%%

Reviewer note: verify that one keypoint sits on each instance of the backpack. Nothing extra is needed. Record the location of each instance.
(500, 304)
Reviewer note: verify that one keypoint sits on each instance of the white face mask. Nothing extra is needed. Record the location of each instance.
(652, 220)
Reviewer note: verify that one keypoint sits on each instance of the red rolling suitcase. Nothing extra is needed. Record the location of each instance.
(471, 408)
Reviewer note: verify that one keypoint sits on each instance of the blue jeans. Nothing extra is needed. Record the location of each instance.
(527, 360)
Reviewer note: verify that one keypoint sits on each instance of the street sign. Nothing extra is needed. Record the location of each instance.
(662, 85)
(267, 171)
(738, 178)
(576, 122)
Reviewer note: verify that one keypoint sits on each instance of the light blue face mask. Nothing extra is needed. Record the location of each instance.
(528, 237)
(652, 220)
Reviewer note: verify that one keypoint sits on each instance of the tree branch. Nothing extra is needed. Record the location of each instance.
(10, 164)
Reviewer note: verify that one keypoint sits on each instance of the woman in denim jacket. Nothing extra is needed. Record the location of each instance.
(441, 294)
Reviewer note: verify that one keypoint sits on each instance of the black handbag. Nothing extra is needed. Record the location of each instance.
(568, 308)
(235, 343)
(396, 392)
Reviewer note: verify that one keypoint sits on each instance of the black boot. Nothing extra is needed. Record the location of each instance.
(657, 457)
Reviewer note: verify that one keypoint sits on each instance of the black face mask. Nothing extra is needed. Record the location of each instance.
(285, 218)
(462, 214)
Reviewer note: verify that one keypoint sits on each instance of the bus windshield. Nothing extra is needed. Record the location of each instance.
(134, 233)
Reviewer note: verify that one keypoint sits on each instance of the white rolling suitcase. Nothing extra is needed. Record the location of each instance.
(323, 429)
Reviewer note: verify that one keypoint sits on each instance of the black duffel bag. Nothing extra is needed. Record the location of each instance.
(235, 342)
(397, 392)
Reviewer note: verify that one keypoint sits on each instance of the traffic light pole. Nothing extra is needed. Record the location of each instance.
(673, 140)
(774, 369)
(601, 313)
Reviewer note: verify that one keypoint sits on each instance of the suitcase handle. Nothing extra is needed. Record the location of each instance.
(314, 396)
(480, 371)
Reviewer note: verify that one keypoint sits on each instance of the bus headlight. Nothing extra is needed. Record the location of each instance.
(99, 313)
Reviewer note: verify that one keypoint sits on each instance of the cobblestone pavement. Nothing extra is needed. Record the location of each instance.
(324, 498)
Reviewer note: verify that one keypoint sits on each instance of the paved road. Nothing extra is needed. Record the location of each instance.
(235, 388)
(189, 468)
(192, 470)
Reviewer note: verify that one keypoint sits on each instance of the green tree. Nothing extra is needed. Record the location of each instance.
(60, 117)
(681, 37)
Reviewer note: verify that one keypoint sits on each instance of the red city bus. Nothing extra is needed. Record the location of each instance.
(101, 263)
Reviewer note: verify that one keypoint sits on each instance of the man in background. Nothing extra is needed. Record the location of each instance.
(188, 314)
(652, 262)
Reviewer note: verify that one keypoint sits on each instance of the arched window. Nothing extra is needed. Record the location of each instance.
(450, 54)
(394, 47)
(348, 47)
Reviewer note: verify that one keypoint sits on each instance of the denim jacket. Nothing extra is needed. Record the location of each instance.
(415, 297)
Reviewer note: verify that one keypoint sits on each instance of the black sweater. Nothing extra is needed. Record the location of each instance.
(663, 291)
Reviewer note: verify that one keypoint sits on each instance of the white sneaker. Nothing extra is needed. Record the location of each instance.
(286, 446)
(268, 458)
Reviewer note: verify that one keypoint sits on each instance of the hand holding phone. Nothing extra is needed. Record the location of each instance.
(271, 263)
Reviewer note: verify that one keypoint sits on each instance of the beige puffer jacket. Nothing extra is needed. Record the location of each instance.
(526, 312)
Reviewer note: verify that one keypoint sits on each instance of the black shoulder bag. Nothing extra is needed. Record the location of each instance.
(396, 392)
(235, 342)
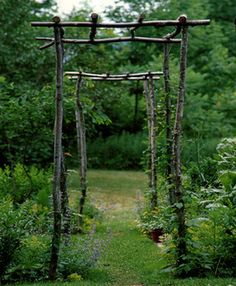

%%

What is being asked - Collect every line above that contains the word "black", and copy each one in full.

Complete output -
Reviewer note: verify that one keypoint sits on each instance of the black handbag. Nothing extra is needed. Record the location of each instance.
Reviewer note: verify that one keypoint sits on each instance of the black boot. Nothing extra is needed. Record the location of each instance.
Reviewer note: verify that one keypoint sits on each instance of the black face mask. Nothing extra is needed. Record the location of each instance.
Reviewer note: verify that one keypoint sits on each instance of the black duffel bag. Nothing extra is needed. Record the location of each instance.
Reviewer note: verify that one keypoint sits on each instance of the black sweater. Nothing extra is needed. Record the location of each instance.
Reviewer note: verify that one keypoint sits on each instance of the black shoulder bag. Nothing extra is needed. Record the location of each instance.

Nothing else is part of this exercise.